■ Aim
Please copy the data from the line that contains "Exercise. Identify the wooden picket" through the end of the data, keeping every line and adding 35 to each coordinate value.

■ Provided data

________

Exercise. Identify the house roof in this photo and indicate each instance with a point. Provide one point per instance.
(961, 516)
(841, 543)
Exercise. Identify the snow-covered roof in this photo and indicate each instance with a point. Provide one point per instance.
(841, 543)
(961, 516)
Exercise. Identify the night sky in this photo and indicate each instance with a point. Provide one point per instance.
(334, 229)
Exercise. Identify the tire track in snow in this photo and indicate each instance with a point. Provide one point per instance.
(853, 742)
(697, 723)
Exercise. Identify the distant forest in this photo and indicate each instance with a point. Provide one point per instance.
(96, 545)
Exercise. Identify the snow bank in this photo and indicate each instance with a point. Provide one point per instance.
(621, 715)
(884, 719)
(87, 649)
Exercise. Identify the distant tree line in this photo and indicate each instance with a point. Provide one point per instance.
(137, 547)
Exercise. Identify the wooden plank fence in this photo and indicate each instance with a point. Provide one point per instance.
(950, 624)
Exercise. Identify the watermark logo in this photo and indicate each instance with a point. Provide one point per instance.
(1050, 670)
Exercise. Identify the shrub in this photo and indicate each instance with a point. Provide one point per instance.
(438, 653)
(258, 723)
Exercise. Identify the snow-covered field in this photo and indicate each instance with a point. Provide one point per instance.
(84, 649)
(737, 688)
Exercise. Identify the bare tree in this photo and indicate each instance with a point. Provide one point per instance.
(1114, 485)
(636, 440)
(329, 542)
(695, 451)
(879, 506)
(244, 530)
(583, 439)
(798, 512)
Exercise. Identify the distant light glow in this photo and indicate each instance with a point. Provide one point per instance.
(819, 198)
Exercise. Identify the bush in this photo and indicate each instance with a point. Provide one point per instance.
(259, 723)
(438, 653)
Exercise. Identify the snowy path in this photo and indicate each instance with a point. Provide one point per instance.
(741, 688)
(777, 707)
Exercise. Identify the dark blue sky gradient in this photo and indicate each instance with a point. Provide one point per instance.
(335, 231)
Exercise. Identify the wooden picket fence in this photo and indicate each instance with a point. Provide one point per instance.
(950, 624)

________

■ Task result
Exercise. Identify the wooden picket fence in this photo and indicate each instance with a point. Provide one point per instance.
(985, 659)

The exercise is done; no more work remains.